[Records for identifying positions]
--------------------------------
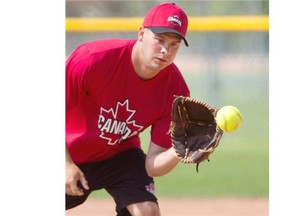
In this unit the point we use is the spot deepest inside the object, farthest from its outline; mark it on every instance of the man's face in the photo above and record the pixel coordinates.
(158, 50)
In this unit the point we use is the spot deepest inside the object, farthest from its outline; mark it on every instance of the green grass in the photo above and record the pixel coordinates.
(239, 166)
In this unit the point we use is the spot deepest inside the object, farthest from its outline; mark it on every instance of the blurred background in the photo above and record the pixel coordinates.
(221, 67)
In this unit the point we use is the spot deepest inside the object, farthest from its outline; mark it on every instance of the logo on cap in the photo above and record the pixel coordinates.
(174, 20)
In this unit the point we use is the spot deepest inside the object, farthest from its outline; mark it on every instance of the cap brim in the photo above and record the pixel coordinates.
(159, 30)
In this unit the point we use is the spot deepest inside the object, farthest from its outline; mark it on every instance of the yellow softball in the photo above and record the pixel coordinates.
(229, 118)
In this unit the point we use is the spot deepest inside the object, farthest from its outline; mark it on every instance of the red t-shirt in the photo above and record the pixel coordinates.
(108, 105)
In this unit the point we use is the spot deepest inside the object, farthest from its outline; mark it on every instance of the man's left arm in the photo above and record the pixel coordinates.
(160, 161)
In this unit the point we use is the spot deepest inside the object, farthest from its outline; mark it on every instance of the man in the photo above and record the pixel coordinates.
(115, 89)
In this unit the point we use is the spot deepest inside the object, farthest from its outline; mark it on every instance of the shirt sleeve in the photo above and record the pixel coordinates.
(77, 66)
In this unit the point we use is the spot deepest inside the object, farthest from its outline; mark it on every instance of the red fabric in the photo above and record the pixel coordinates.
(107, 105)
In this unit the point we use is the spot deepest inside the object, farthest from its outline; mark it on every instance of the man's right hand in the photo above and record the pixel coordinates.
(73, 175)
--------------------------------
◆ **Task**
Lay out every line of the records above as a numbered list, dropping blank lines and leaving out the pictures.

◆ **Answer to the exercise**
1. In this unit the point we use is the spot deepest inside the object, farthest from its outline; mark it on every instance of the man's face in the photo above and record the pixel coordinates.
2. (158, 50)
3. In this unit the point we use is the spot deepest inside the object, farthest from its outline; mark it on every instance of the green grass in the photo above and record the pixel coordinates.
4. (239, 166)
5. In this unit the point we use is the spot deepest inside the object, farthest from its outline; mark it on every instance of the blurred background in the photo above and record the pixel coordinates.
6. (221, 67)
7. In this unit the point we use is the spot deepest inside the object, farthest from its outline; mark it on every instance of the logo on cap in the photo above and record the pixel coordinates.
8. (174, 20)
9. In this unit the point we use is the spot deepest inside the object, farthest from its outline; mark it on every instance of the cap brim in the photo above and record the pixel coordinates.
10. (159, 30)
11. In this unit the point we use is the spot deepest inside the object, farthest from its outline; mark it on every instance of the yellow softball in the photo above and record the pixel coordinates.
12. (229, 118)
13. In this unit the point we use is the spot deepest inside the object, farthest from its outline; mark it on every instance of the red t-shirt in the photo above and record the pixel coordinates.
14. (108, 105)
15. In this unit the point we use is the spot deepest inside the object, farthest from its outline; mark it on every instance of the man's left arm in the photo above and record the pixel coordinates.
16. (160, 161)
17. In this unit the point we use is the spot deepest inside the object, farthest from its outline; mark it on every instance of the man in the photo above and record the pixel coordinates.
18. (115, 89)
19. In this unit the point we use is the spot deepest inside the object, farthest from its outline; mark it on every instance of the shirt sleeve in the photo above and record the pixel coordinates.
20. (77, 66)
21. In this unit the point we use is the spot deepest inside the object, farthest from its outline; mark it on every instance of the red fabric in the photo above and record the pixel coordinates.
22. (107, 105)
23. In this unit the point we use is the spot deepest inside the object, farthest from its outline; mark it on every instance of the man's right hand in the photo above and record the pixel coordinates.
24. (73, 175)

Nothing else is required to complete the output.